▼▼▼
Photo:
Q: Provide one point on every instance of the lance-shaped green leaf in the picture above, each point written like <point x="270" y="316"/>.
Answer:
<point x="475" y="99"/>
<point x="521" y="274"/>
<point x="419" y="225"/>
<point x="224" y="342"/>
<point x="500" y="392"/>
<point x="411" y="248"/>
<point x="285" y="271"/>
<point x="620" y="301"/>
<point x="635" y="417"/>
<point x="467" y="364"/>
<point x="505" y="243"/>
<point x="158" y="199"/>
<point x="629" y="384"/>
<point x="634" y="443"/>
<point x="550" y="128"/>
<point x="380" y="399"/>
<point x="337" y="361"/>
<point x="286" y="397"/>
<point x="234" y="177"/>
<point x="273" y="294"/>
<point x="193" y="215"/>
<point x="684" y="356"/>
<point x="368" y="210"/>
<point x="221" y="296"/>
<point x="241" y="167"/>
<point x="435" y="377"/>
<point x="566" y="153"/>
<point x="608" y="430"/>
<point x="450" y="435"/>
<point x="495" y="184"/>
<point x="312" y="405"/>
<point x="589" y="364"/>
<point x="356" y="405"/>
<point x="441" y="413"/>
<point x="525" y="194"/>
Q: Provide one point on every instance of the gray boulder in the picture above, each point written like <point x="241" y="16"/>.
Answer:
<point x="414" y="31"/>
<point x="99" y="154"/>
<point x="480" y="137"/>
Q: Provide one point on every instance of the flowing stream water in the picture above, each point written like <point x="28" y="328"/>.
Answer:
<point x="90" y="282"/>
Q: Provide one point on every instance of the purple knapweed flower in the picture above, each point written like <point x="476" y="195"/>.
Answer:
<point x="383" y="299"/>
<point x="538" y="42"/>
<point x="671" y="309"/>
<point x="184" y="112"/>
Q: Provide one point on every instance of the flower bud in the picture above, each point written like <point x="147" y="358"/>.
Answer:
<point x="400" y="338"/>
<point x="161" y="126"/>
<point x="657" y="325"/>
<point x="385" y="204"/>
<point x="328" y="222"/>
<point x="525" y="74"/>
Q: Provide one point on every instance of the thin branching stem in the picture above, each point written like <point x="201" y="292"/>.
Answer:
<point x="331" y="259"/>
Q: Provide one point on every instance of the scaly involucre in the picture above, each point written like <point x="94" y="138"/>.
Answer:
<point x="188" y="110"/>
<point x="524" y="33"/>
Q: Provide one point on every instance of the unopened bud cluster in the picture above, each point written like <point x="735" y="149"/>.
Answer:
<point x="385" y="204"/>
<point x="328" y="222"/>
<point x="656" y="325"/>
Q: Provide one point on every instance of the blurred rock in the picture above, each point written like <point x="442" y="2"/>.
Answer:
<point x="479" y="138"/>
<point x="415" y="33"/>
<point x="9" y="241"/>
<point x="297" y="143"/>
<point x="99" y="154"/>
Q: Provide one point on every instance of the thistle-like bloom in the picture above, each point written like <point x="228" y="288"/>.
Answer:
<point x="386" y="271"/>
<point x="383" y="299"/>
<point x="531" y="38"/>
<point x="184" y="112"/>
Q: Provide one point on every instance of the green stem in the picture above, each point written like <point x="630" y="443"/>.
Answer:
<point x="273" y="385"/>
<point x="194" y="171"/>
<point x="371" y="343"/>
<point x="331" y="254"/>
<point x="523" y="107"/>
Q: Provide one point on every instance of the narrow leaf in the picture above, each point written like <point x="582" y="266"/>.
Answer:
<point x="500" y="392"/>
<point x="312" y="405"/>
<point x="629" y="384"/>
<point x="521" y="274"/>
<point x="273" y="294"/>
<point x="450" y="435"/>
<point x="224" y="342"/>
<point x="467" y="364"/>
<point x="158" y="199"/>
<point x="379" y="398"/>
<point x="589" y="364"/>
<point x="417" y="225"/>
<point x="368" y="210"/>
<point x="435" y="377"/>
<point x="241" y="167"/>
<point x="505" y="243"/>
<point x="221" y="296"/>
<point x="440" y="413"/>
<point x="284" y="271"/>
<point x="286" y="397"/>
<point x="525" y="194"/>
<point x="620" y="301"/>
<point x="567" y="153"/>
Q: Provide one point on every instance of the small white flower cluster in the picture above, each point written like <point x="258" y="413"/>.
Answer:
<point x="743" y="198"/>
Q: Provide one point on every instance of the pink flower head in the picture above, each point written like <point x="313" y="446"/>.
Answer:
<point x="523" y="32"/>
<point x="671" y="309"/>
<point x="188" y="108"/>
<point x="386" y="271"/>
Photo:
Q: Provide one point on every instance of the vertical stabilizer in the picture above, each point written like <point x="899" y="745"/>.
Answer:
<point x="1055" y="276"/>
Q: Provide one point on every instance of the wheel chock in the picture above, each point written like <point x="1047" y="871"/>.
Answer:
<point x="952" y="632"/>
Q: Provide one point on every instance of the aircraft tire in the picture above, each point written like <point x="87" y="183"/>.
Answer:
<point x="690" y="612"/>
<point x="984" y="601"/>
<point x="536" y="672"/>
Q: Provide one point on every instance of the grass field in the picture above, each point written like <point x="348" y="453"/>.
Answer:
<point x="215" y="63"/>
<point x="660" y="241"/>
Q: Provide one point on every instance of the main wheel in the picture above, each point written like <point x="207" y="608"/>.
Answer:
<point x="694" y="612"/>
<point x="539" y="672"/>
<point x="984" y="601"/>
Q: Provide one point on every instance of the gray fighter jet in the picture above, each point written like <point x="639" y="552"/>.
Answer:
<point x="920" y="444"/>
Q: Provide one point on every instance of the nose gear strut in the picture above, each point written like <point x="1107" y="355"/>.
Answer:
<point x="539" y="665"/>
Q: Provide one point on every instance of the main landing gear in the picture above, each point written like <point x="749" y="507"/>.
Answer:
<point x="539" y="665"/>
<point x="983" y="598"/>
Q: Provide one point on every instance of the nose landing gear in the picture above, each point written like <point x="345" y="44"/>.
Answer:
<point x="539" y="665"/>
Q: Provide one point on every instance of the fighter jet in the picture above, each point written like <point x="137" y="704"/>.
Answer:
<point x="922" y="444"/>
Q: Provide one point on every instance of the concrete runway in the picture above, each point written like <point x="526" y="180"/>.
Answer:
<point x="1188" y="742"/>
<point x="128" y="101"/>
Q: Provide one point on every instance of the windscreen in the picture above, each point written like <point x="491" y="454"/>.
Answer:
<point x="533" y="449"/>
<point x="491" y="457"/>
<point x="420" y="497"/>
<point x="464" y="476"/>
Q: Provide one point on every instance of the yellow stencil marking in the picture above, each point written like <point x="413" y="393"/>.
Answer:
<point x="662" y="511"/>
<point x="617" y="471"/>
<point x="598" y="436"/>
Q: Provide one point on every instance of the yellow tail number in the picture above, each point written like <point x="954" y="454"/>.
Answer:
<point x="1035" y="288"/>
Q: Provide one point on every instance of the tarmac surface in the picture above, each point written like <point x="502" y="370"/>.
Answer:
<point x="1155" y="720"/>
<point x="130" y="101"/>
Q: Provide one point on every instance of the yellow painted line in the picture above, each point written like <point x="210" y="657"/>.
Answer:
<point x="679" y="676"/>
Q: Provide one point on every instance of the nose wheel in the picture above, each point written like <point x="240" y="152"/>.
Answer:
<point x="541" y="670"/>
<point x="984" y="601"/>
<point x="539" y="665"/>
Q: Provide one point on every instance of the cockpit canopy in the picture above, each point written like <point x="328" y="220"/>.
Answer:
▲▲▲
Find the line that contains "Q: Provide one point on every instance of the yellow stencil". Repeat it and every line after it, exactly as written, up to and including the last line of the records above.

** RESPONSE TO THIS EXERCISE **
Q: Provide one point on every instance of the yellow stencil marking in the picture above, each point written like <point x="413" y="393"/>.
Answer:
<point x="662" y="511"/>
<point x="617" y="471"/>
<point x="598" y="436"/>
Q: Provide one point on every instance of the yellow tail number in the picture above, each point written like <point x="954" y="454"/>.
Answer:
<point x="1035" y="288"/>
Q: Provide one point on every instance of the tarmac surface in the picture above, each point written like <point x="502" y="370"/>.
Answer:
<point x="1155" y="720"/>
<point x="130" y="101"/>
Q: Provide one point on every instance of the yellow painted line in the picture above, each point written like <point x="210" y="657"/>.
Answer:
<point x="679" y="676"/>
Q: Provide one point on every instance of the nose wheel in the picture above, each point written like <point x="240" y="152"/>.
Answer:
<point x="541" y="670"/>
<point x="984" y="601"/>
<point x="539" y="665"/>
Q: Provide one point on every instance of the cockpit canopy in the picture above, each point written like <point x="328" y="220"/>.
Answer:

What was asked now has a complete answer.